Task details –
Reproduce every one of the following rows verbatim.

++++

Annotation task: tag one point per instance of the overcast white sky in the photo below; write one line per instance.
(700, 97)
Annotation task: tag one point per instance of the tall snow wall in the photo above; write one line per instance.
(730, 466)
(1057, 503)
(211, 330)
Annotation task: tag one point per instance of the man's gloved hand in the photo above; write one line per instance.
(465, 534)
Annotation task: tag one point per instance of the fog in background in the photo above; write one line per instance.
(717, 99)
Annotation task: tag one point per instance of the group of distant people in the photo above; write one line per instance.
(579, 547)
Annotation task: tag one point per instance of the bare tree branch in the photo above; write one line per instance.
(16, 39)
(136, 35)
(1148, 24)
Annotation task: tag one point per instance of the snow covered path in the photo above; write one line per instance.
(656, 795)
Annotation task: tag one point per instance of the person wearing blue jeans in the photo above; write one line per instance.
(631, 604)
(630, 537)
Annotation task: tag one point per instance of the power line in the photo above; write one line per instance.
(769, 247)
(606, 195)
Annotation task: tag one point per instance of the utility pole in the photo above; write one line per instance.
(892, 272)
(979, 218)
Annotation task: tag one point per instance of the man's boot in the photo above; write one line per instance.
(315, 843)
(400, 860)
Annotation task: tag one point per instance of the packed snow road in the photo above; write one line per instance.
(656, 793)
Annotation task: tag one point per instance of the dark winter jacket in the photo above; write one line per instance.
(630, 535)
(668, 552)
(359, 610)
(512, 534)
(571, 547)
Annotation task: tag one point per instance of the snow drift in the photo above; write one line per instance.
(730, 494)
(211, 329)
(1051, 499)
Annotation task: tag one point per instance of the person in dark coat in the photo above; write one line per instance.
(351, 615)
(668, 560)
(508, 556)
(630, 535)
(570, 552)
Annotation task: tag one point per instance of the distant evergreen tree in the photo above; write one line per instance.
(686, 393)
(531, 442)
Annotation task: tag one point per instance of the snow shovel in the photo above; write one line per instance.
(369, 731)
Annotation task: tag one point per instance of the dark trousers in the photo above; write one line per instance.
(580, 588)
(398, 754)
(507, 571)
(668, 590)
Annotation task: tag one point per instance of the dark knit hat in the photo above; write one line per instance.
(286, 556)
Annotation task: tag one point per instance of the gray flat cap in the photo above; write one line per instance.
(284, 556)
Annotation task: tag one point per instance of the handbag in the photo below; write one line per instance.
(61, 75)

++++

Answer to the problem –
Annotation task: tag one point per instance of the overcast white sky in the photo below; write one line per instance.
(700, 97)
Annotation task: tag one point per instance of the tall snow wall in the photo above; write one line per instance.
(730, 466)
(1057, 503)
(211, 330)
Annotation task: tag one point per instance of the man's gloved hand in the photo above; write one line per instance.
(465, 534)
Annotation task: tag one point per instance of the fog in background in the photo above; write one line per instance.
(717, 99)
Annotation task: tag one point per instance of the group of distant people in the photo above; write one line per instance.
(579, 547)
Annotation task: tag one point per instance of the bare tree branch in the photo above; write one line per instance.
(16, 39)
(136, 35)
(1148, 24)
Annotation task: tag one point per instance of the snow covered path in the photo above; write one line per instance.
(656, 795)
Annotation task: tag one point per instance of the person wearing blue jeans in the photo above; write one line per instance.
(631, 604)
(630, 537)
Annotation task: tag one point per instance of the power line in the photo above; write one line per instance.
(769, 247)
(606, 195)
Annotation task: tag one point per instance of the utility pole in the photo above; write one line per instance.
(892, 272)
(979, 218)
Annotation task: tag one point per instance of the man's boot in the photo above; write one line per instance.
(315, 843)
(400, 860)
Annotation task: tag one point per instance of the packed snow road in the photo above; write one line per instance.
(656, 793)
Annotation task: tag one point per instance of the dark winter jacket in the photo above; write one line per instance.
(630, 535)
(668, 552)
(359, 610)
(512, 534)
(571, 547)
Annotation task: tag one point per instance of the snow drift in the photo above; write one line per instance.
(730, 494)
(211, 329)
(1051, 499)
Annotation task: tag one point per instance of the person in dark coat in the photo above; write one line per instance.
(351, 615)
(668, 560)
(508, 556)
(630, 535)
(570, 552)
Annotation task: tag one point per instance of the distant evergreen tree in the photo above; write one line per instance.
(686, 393)
(531, 442)
Annotation task: tag one point per instance of the snow shovel in the photo above; write one line per instance.
(369, 731)
Annotation task: tag one point per instance of the dark trousers in the photo above; write one line per instance.
(580, 588)
(398, 754)
(507, 571)
(668, 590)
Annotation task: tag one point per instance of the dark knit hat in the photo above; write one line per instance.
(286, 556)
Annotation task: tag one point per instance of the gray flat cap in the photo above; write one line per instance.
(284, 556)
Annotation task: tag one point per instance of the handbag in the photo below; write one line per instance.
(61, 75)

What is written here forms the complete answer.